Ele dirige o maior clube de futebol da Ucrânia. Depois da guerra, sua vida mudou
CEO do Shakhtar Donetsk contou nova rotina logística e criticou a Fifa pela falta de apoio; estratégia do clube se concentra em trazer jogadores, principalmente do Brasil, para vendê-los com lucro mais tarde
O barulho dos aviões de combate sobrevoando é um som que Serhii Palkin acha difícil esquecer — mesmo após dois anos de guerra. Como todo ucraniano, o homem de 49 anos viveu o “pesadelo” que se desenrolou quando a Rússia iniciou a invasão em grande escala da Ucrânia, em 24 de fevereiro de 2022.
Enquanto lutava para manter sua jovem família segura em meio aos bombardeios quase constantes, Palkin também tinha a responsabilidade de cuidar do clube de futebol de maior sucesso da Ucrânia, o Shakhtar Donetsk.
Calmo e comedido
Você nunca imaginaria que Palkin está vivendo uma guerra quando o conhecesse. Ele é calmo, comedido e rápido em fazer piadas enquanto se senta em uma sala de reuniões despretensiosa em Londres para refletir sobre como sua vida pessoal e profissional mudou para sempre.
“Estamos todos sofrendo com tudo o que está acontecendo. Dois anos é um prazo enorme para permanecer nesse tipo de condições, um impacto muito grande na sua estabilidade psicológica, nos seus aspectos morais”, disse Palkin, de fala mansa, à CNN.
“Mentalmente, é difícil sobreviver, dia após dia, semana após semana, mês após mês. Há quase dois anos que estamos nessas condições”.

= = = = = = =

● OBJETIVO A
Reproduza sem alterações o trecho dos registros que se inicia na linha que contém "deck board for grasp planning." e se encerra na linha que contém "[197,125,253,221]", ambas incluídas.

● Itens de uma coleção de rotulagem
= = = = = = =

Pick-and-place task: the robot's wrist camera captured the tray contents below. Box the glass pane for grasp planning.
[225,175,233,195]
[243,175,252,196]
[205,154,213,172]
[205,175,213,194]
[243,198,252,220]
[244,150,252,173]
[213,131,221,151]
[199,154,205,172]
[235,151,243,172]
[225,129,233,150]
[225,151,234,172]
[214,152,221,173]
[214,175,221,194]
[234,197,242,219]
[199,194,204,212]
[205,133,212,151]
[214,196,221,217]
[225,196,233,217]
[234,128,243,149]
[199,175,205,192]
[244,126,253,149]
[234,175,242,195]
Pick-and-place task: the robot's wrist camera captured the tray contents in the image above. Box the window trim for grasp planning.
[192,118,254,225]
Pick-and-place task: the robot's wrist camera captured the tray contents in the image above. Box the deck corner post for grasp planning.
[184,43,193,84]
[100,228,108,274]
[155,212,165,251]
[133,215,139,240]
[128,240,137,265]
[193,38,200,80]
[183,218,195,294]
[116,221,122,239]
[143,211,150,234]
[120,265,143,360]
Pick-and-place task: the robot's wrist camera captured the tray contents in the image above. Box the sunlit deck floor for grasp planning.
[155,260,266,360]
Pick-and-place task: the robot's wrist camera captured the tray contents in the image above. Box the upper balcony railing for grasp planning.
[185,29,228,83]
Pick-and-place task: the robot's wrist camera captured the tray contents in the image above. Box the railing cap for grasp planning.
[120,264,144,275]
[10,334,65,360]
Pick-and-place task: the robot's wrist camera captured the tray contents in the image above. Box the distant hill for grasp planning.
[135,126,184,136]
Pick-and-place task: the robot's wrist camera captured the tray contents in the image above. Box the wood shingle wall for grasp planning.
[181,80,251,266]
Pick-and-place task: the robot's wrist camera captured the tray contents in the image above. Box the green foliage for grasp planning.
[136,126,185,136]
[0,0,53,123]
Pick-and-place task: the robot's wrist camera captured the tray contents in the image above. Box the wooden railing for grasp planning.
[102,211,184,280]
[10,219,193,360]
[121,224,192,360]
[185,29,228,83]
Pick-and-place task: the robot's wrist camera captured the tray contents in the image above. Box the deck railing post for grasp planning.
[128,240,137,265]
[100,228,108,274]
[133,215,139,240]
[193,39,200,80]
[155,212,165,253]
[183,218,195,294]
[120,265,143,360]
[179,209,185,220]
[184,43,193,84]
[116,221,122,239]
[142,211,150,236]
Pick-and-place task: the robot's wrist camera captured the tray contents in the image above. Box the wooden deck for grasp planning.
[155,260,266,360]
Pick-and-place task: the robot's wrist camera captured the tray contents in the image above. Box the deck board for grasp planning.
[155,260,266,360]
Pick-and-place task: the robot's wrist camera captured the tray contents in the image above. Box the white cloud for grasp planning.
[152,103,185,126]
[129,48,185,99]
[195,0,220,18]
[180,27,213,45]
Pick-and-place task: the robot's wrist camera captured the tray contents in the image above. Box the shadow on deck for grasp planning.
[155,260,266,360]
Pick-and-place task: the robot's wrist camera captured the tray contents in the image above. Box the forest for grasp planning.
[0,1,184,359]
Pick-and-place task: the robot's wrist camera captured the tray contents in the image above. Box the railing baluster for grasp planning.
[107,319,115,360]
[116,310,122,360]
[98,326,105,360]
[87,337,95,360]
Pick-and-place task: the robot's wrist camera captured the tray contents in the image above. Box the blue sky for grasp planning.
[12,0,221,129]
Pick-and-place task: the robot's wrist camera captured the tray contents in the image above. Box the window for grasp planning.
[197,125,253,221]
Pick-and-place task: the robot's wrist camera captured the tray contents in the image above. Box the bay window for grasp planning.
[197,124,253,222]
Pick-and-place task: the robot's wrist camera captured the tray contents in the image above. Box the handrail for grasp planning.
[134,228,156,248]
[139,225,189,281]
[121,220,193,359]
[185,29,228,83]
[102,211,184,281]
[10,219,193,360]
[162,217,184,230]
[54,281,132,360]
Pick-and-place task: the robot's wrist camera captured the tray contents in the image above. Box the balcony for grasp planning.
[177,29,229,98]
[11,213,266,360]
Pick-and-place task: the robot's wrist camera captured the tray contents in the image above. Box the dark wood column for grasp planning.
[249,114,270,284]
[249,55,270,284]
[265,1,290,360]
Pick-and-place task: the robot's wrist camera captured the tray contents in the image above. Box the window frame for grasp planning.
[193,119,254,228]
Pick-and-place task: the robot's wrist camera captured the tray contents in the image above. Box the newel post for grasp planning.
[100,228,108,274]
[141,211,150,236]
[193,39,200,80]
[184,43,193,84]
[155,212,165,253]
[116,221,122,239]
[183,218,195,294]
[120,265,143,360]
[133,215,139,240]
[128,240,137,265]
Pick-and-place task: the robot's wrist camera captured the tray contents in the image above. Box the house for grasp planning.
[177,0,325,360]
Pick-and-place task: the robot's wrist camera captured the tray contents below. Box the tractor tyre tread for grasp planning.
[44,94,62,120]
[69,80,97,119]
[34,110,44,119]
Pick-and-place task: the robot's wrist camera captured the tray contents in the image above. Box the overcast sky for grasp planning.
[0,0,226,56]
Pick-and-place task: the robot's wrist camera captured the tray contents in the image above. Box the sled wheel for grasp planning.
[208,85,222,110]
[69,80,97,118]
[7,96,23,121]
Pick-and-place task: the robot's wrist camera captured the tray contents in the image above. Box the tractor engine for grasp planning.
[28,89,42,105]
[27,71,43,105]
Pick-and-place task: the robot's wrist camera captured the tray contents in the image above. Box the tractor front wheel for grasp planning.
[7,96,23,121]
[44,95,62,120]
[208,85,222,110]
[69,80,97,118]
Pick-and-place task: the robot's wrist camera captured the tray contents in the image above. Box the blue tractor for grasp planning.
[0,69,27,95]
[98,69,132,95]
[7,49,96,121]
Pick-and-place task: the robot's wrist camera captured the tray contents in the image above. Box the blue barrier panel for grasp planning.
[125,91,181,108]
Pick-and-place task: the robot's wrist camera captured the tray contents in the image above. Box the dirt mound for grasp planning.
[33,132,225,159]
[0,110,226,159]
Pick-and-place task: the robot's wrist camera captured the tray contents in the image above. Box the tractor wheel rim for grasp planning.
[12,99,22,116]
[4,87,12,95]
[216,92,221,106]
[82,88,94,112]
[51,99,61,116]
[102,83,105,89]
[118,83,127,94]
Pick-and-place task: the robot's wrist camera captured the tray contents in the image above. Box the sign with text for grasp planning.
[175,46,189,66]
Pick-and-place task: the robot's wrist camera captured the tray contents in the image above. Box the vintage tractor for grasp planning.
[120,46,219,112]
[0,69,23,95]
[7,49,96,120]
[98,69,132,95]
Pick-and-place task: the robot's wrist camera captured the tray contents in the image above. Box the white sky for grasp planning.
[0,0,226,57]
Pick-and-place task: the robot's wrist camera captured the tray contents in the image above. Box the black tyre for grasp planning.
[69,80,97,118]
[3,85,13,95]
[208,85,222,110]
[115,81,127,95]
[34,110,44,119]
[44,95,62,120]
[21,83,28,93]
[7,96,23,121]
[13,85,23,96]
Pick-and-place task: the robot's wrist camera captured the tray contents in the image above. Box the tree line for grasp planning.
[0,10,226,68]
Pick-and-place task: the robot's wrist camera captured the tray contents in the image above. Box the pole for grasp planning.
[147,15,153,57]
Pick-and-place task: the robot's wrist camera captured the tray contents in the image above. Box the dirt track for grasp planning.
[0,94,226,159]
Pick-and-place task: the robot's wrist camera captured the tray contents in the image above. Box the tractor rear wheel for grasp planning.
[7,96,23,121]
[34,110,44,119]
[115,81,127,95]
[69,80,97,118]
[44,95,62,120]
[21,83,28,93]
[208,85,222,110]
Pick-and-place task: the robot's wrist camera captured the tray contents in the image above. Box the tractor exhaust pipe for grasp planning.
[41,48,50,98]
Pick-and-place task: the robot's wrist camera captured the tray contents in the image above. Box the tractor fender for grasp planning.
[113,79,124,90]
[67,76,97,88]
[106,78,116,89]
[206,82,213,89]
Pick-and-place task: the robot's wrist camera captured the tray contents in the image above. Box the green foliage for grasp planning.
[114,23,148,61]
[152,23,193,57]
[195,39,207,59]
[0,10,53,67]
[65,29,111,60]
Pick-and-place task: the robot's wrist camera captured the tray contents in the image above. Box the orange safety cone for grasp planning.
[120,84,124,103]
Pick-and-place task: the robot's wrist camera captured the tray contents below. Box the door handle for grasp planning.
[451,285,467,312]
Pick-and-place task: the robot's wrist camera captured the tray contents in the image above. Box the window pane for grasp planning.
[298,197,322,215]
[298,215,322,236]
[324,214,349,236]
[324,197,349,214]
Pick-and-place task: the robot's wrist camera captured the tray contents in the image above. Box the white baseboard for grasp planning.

= = = = = = =

● OBJETIVO B
De acordo com o texto sobre o Shakhtar Donetsk, em que data a Rússia iniciou a invasão em grande escala da Ucrânia?

● RESPOSTA A
Pick-and-place task: the robot's wrist camera captured the tray contents in the image above. Box the deck board for grasp planning.
[155,260,266,360]
Pick-and-place task: the robot's wrist camera captured the tray contents in the image above. Box the white cloud for grasp planning.
[152,103,185,126]
[129,48,185,99]
[195,0,220,18]
[180,27,213,45]
Pick-and-place task: the robot's wrist camera captured the tray contents in the image above. Box the shadow on deck for grasp planning.
[155,260,266,360]
Pick-and-place task: the robot's wrist camera captured the tray contents in the image above. Box the forest for grasp planning.
[0,1,184,359]
Pick-and-place task: the robot's wrist camera captured the tray contents in the image above. Box the railing baluster for grasp planning.
[107,319,115,360]
[116,310,122,360]
[98,326,105,360]
[87,337,95,360]
Pick-and-place task: the robot's wrist camera captured the tray contents in the image above. Box the blue sky for grasp planning.
[12,0,221,129]
Pick-and-place task: the robot's wrist camera captured the tray contents in the image above. Box the window for grasp planning.
[197,125,253,221]

● RESPOSTA B
Em 24 de fevereiro de 2022.